• [Exercise requirements]:
Would you repeat the entries beneath, with nothing changed?

[Referring expression pointing data]
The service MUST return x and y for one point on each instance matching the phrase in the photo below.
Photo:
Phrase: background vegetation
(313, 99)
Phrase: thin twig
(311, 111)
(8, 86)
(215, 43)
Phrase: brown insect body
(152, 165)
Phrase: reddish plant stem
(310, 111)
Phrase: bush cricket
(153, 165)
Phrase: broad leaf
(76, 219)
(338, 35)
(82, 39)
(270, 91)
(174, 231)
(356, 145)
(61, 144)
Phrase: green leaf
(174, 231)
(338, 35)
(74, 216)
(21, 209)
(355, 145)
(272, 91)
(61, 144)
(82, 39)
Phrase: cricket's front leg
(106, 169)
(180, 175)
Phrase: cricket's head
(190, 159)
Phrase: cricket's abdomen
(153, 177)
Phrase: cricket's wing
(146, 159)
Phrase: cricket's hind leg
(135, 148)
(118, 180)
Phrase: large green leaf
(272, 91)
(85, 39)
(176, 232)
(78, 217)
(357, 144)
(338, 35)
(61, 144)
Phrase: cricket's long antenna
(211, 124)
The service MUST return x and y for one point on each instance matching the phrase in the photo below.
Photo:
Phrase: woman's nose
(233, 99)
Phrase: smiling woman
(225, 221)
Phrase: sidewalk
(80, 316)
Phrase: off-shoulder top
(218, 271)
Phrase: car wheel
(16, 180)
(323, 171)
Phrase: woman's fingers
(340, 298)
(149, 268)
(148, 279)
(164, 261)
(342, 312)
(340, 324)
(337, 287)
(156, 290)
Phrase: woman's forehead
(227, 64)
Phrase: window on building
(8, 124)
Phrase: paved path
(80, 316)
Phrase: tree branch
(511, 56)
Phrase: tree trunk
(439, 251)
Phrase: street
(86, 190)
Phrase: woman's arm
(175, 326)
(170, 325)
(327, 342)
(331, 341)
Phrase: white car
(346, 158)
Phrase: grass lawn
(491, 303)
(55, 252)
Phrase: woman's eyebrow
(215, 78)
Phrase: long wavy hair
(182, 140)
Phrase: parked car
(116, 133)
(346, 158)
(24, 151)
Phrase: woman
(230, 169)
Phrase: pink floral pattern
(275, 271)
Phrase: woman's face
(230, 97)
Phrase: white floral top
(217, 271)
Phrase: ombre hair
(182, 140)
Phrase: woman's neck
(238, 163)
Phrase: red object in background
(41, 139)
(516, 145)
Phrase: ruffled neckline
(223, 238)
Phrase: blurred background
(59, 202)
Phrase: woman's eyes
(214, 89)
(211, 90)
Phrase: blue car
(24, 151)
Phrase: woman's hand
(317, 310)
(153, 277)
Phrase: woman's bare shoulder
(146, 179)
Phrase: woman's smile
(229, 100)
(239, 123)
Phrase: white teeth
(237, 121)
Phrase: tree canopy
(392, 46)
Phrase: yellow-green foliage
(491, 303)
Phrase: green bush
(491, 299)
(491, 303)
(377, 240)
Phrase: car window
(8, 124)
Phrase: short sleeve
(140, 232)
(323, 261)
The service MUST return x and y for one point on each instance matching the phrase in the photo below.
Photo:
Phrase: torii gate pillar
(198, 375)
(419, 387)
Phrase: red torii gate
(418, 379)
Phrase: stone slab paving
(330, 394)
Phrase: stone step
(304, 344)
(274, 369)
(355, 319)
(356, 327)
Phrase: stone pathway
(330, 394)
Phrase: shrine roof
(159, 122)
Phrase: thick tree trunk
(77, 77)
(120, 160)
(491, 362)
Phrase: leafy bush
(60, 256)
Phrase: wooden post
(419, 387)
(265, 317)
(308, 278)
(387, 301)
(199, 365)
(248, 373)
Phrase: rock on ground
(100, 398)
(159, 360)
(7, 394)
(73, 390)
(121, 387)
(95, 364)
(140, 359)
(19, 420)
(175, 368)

• [Response to the task]:
The service MUST return x and y for one point on each instance matching the phrase in the photo below.
Photo:
Phrase: background vegetation
(313, 99)
Phrase: thin twig
(311, 111)
(8, 86)
(215, 43)
Phrase: brown insect body
(152, 165)
Phrase: reddish plant stem
(310, 111)
Phrase: bush cricket
(153, 165)
Phrase: broad leaf
(76, 219)
(338, 35)
(82, 39)
(270, 91)
(174, 231)
(356, 145)
(61, 144)
Phrase: green leaf
(174, 231)
(338, 35)
(74, 216)
(21, 209)
(355, 145)
(272, 91)
(61, 144)
(82, 39)
Phrase: cricket's front leg
(106, 169)
(180, 175)
Phrase: cricket's head
(190, 159)
Phrase: cricket's abdomen
(153, 177)
Phrase: cricket's wing
(146, 159)
Phrase: cricket's hind leg
(135, 148)
(118, 180)
Phrase: large green leaf
(272, 91)
(85, 39)
(176, 232)
(78, 217)
(357, 144)
(338, 35)
(61, 144)
Phrase: cricket's long antenna
(211, 124)
The service MUST return x and y for one point on each instance matching the phrase in the photo below.
Photo:
Phrase: woman's nose
(233, 99)
Phrase: smiling woman
(225, 221)
Phrase: sidewalk
(80, 316)
Phrase: off-shoulder top
(218, 271)
Phrase: car wheel
(16, 180)
(323, 171)
Phrase: woman's fingers
(340, 298)
(149, 268)
(148, 279)
(164, 261)
(342, 312)
(340, 324)
(337, 287)
(156, 290)
Phrase: woman's forehead
(227, 64)
Phrase: window on building
(8, 124)
Phrase: paved path
(80, 316)
Phrase: tree branch
(511, 56)
Phrase: tree trunk
(439, 251)
Phrase: street
(86, 190)
Phrase: woman's arm
(175, 326)
(170, 325)
(327, 342)
(331, 341)
Phrase: white car
(346, 158)
Phrase: grass lawn
(491, 303)
(55, 252)
Phrase: woman's eyebrow
(215, 78)
Phrase: long wavy hair
(182, 140)
Phrase: parked car
(116, 133)
(346, 158)
(24, 151)
Phrase: woman
(230, 169)
Phrase: pink floral pattern
(275, 271)
Phrase: woman's face
(230, 97)
Phrase: white floral top
(217, 271)
Phrase: ombre hair
(182, 140)
Phrase: woman's neck
(238, 163)
Phrase: red object in background
(41, 139)
(516, 145)
Phrase: ruffled neckline
(223, 238)
Phrase: blurred background
(59, 202)
Phrase: woman's eyes
(214, 89)
(211, 90)
Phrase: blue car
(24, 151)
Phrase: woman's hand
(317, 310)
(153, 277)
Phrase: woman's bare shoulder
(146, 179)
Phrase: woman's smile
(229, 100)
(239, 123)
Phrase: white teeth
(237, 121)
Phrase: tree canopy
(392, 46)
Phrase: yellow-green foliage
(491, 303)
Phrase: green bush
(491, 299)
(491, 303)
(377, 240)
Phrase: car window
(8, 124)
Phrase: short sleeve
(140, 232)
(323, 261)
The service MUST return x and y for one point on each instance matching the phrase in the photo below.
Photo:
Phrase: torii gate pillar
(198, 375)
(419, 387)
Phrase: red torii gate
(418, 379)
Phrase: stone slab paving
(330, 394)
Phrase: stone step
(304, 344)
(274, 369)
(355, 319)
(356, 327)
Phrase: stone pathway
(330, 394)
Phrase: shrine roof
(159, 122)
Phrase: thick tree trunk
(77, 77)
(120, 160)
(491, 362)
Phrase: leafy bush
(60, 256)
Phrase: wooden post
(419, 387)
(265, 317)
(308, 278)
(387, 301)
(199, 365)
(248, 373)
Phrase: rock on ground
(100, 398)
(159, 360)
(7, 394)
(73, 390)
(121, 387)
(95, 364)
(140, 359)
(19, 420)
(175, 368)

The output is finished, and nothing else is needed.